Ding ding ding! First round complete, heading into the
second!
Both dates want to meet again. It’s a miracle!
This is where the trouble starts. I’m a conservative, old
fashioned girl. Interpret this, apparently, as LOSER in the dating world. Oh,
all men say that’s what they’re looking for. The reality is that they want me
to be that way to all other men, while being something else behind closed
doors. Which is one thing in an exclusive relationship, leading to marriage.
But on the second date? I mean, really. At this point in my life, I am
looking for consistency, responsibility, temperance, self-control, maturity,
and someone who is not hittin’ it with everyone they meet.
So Date #1 and I set a day and time, but he has last minute
work problems and can’t make it. No problem.
Date #2 and I meet at a local watering hole for a late
afternoon quick bite and conversation before my son’s football game—he has told
me he can’t stay long, as he’s traveling through on business. Good
conversation, snacks. He tells me he’s interested in pursuing something, but
keeping it casual, dating others. I agree, that’s best. But when we leave, he
gives me a wonderfully long, warm hug and won’t let go—and this leads to a
strange little battle. The man just told me he will be dating other women,
wants to keep it casual—but basically wants to make out on the street.

--- LISTED ENTRIES ---
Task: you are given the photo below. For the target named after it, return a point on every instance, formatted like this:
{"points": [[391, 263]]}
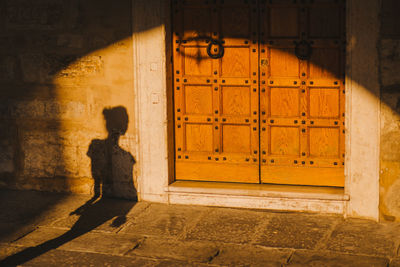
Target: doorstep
{"points": [[259, 196]]}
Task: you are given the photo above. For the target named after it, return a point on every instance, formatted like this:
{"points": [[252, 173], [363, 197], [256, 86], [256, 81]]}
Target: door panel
{"points": [[216, 100], [260, 113], [302, 121]]}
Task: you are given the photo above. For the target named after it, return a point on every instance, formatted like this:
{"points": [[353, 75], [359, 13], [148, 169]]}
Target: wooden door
{"points": [[262, 112], [216, 100], [302, 100]]}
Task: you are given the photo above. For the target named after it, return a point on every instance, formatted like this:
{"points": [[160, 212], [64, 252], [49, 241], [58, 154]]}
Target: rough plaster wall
{"points": [[390, 111], [61, 63]]}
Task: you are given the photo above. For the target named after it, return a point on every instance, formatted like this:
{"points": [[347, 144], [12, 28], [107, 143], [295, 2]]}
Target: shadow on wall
{"points": [[112, 169]]}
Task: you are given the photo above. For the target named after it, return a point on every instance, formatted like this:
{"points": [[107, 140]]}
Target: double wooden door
{"points": [[259, 91]]}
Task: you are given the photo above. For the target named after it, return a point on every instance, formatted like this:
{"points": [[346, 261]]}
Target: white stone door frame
{"points": [[151, 21]]}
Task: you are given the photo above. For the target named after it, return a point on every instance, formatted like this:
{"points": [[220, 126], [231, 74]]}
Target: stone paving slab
{"points": [[365, 237], [302, 258], [12, 231], [229, 225], [196, 251], [296, 230], [165, 220], [395, 262], [62, 229], [73, 258], [248, 255], [51, 238]]}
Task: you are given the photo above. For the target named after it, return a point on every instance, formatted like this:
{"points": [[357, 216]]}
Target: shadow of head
{"points": [[116, 120]]}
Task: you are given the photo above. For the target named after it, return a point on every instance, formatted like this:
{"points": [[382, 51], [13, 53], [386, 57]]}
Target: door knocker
{"points": [[303, 50], [220, 49]]}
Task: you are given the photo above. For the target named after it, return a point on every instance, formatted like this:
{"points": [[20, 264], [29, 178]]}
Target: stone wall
{"points": [[389, 50], [62, 62]]}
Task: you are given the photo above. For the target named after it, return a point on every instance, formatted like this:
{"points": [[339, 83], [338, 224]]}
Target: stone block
{"points": [[194, 251], [41, 14], [63, 258], [390, 26], [8, 68], [395, 262], [365, 237], [165, 220], [246, 255], [296, 230], [73, 240], [321, 258], [228, 225]]}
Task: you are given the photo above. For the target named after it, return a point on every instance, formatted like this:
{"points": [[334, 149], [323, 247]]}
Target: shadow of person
{"points": [[112, 171]]}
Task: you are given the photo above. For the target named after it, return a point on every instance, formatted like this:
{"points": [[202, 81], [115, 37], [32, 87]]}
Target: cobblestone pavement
{"points": [[45, 229]]}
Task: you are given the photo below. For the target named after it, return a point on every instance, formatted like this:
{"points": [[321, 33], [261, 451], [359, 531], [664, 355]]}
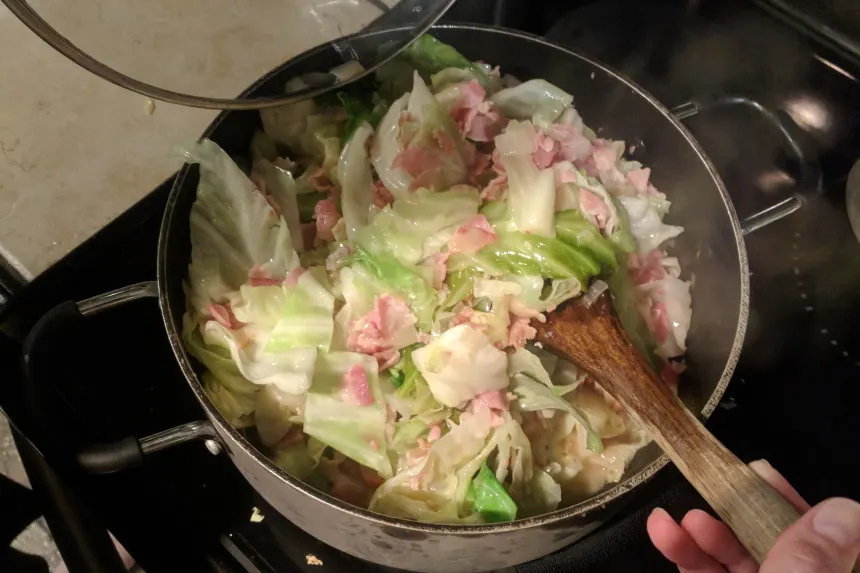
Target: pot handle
{"points": [[809, 181], [128, 452]]}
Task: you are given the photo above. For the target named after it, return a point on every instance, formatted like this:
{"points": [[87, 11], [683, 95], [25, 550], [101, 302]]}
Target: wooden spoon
{"points": [[594, 339]]}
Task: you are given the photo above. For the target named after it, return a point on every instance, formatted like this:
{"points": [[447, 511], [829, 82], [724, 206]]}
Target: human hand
{"points": [[826, 539]]}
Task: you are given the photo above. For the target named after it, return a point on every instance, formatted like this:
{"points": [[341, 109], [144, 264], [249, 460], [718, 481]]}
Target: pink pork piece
{"points": [[593, 206], [376, 332], [494, 400], [476, 118], [260, 277], [646, 268], [326, 216], [472, 236], [292, 278], [546, 151], [381, 195], [520, 332], [223, 315], [354, 387], [638, 178], [573, 145]]}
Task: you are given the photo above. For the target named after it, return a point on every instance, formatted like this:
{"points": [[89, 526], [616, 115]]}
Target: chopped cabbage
{"points": [[460, 364], [536, 100], [290, 370], [300, 316], [233, 229], [646, 225], [281, 187], [531, 191], [358, 432], [385, 364], [356, 180], [418, 225]]}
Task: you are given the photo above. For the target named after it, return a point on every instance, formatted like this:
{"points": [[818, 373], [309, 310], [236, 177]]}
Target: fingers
{"points": [[718, 541], [825, 540], [780, 484], [678, 546]]}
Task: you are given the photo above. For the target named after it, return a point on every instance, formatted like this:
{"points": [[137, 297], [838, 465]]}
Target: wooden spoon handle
{"points": [[746, 503], [595, 340]]}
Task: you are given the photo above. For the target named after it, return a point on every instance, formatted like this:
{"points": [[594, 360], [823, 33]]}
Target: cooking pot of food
{"points": [[710, 251]]}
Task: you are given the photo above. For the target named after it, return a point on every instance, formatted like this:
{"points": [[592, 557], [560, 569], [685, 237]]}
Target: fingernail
{"points": [[838, 520]]}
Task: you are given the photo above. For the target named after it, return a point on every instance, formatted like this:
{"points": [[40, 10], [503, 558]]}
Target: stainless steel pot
{"points": [[711, 252]]}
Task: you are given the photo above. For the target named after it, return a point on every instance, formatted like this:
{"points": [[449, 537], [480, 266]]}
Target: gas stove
{"points": [[791, 400]]}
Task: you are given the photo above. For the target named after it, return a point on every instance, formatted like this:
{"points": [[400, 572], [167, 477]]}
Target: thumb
{"points": [[824, 540]]}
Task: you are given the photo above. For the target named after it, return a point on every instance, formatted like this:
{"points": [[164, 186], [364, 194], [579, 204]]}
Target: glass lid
{"points": [[204, 53]]}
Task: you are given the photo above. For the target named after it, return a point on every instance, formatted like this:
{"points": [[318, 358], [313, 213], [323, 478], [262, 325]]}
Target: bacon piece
{"points": [[594, 206], [326, 217], [381, 195], [293, 276], [321, 181], [476, 119], [546, 151], [223, 315], [260, 277], [387, 328], [572, 144], [494, 400], [472, 236], [435, 433], [494, 188], [520, 332], [638, 178], [354, 387], [646, 268]]}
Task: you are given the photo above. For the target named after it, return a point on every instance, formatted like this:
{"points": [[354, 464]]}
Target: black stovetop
{"points": [[792, 400]]}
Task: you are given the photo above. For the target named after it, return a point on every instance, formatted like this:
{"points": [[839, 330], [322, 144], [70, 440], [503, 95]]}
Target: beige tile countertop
{"points": [[76, 151]]}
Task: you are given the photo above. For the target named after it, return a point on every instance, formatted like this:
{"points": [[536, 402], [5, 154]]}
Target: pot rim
{"points": [[577, 510]]}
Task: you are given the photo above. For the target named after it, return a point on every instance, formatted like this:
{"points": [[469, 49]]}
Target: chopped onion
{"points": [[596, 289]]}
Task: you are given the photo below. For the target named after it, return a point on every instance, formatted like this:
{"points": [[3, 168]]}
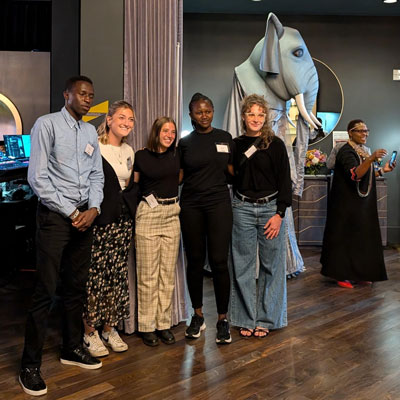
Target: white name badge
{"points": [[129, 163], [89, 149], [151, 200], [222, 147], [250, 151]]}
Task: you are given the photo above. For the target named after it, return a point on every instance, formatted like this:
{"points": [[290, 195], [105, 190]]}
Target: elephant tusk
{"points": [[302, 109], [314, 118]]}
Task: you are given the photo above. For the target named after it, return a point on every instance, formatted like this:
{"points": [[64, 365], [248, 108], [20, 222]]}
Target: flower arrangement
{"points": [[314, 162]]}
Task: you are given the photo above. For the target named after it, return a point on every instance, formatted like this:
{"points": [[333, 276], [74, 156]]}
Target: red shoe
{"points": [[345, 284]]}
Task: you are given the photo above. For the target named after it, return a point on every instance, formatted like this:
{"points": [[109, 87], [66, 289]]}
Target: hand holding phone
{"points": [[392, 158]]}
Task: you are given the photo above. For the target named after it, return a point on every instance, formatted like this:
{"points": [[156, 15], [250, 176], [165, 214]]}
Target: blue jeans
{"points": [[259, 302]]}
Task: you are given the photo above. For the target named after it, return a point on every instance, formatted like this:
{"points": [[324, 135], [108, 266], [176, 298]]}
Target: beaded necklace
{"points": [[363, 155]]}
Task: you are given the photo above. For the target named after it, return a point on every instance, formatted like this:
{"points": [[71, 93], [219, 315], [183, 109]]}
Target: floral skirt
{"points": [[107, 285]]}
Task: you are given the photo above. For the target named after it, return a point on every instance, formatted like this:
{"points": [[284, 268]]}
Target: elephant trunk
{"points": [[303, 111]]}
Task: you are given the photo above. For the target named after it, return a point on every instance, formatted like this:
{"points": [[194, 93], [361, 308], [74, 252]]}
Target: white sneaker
{"points": [[114, 341], [94, 344]]}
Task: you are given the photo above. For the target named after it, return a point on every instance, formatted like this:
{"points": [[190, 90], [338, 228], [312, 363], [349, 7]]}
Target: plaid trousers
{"points": [[157, 239]]}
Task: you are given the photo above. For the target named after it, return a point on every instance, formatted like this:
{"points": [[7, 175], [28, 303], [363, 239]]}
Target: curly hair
{"points": [[103, 128], [267, 133]]}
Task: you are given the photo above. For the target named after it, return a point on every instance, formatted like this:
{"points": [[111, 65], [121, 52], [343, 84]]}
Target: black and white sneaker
{"points": [[31, 382], [223, 332], [197, 325], [81, 358]]}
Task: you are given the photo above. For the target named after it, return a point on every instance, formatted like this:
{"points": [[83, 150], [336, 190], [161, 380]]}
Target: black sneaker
{"points": [[81, 358], [31, 382], [197, 325], [223, 332]]}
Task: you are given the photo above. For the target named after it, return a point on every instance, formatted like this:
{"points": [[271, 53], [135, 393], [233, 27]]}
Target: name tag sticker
{"points": [[89, 149], [129, 163], [222, 147], [250, 151], [151, 200]]}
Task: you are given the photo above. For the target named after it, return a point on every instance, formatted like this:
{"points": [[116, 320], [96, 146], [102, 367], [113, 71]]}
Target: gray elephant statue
{"points": [[280, 68]]}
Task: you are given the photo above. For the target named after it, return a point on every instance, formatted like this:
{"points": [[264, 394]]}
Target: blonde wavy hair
{"points": [[103, 128], [267, 133]]}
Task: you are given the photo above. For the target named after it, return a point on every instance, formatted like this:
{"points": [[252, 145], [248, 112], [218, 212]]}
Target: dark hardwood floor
{"points": [[340, 344]]}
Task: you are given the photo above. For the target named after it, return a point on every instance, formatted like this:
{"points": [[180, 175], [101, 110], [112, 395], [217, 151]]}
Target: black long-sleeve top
{"points": [[267, 171]]}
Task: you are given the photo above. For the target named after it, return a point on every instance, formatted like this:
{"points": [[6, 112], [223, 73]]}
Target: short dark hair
{"points": [[153, 142], [353, 123], [70, 82]]}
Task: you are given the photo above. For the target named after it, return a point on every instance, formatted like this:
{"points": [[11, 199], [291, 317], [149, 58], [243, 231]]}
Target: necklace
{"points": [[363, 155], [117, 153]]}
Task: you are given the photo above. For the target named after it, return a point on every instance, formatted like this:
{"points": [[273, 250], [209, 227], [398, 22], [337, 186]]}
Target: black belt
{"points": [[81, 208], [262, 200], [166, 202]]}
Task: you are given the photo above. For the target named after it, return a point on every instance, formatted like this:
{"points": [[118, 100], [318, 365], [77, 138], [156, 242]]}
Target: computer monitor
{"points": [[15, 146], [26, 139]]}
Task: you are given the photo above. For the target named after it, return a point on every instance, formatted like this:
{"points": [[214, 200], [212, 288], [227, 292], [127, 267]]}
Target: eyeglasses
{"points": [[252, 115], [359, 130]]}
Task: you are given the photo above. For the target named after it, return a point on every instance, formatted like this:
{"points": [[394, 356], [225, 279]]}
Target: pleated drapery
{"points": [[153, 63]]}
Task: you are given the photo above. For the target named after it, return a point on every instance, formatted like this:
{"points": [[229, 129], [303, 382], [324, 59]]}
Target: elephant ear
{"points": [[270, 56]]}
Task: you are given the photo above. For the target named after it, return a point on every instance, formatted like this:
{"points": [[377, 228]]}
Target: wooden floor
{"points": [[340, 344]]}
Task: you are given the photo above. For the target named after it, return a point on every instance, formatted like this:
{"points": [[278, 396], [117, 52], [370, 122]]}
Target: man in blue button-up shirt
{"points": [[65, 172]]}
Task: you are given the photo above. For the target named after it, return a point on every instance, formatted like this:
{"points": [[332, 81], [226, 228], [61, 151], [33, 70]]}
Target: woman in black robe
{"points": [[352, 247]]}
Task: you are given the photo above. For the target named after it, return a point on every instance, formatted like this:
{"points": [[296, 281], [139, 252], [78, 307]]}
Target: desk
{"points": [[19, 172]]}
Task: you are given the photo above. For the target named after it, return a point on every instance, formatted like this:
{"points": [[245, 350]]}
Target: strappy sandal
{"points": [[243, 330], [261, 330]]}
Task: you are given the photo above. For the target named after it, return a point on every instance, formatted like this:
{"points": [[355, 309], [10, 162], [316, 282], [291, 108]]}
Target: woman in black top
{"points": [[352, 246], [262, 192], [157, 231], [206, 216]]}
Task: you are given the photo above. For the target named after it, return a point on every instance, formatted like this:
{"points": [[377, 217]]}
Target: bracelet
{"points": [[74, 214]]}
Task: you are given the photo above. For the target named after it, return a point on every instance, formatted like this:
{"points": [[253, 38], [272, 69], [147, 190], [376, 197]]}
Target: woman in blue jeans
{"points": [[262, 192]]}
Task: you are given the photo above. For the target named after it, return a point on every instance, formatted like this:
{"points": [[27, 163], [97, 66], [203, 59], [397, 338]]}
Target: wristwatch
{"points": [[281, 214], [74, 214]]}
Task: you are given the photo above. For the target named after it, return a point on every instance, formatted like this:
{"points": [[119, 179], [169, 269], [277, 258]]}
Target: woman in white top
{"points": [[107, 285]]}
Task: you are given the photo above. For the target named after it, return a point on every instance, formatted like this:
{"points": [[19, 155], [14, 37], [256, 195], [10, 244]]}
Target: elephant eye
{"points": [[298, 52]]}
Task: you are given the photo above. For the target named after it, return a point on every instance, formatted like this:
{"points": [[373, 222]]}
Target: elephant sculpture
{"points": [[280, 68]]}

--- WHAT YOU WILL DO ---
Translate this sentence from the dating post into Spanish: "So Date #1 and I set a day and time, but he has last minute work problems and can't make it."

--- ANSWER TO THIS EXERCISE ---
Así que la Cita n.º 1 y yo fijamos un día y una hora, pero él tiene problemas de trabajo de último momento y no puede acudir.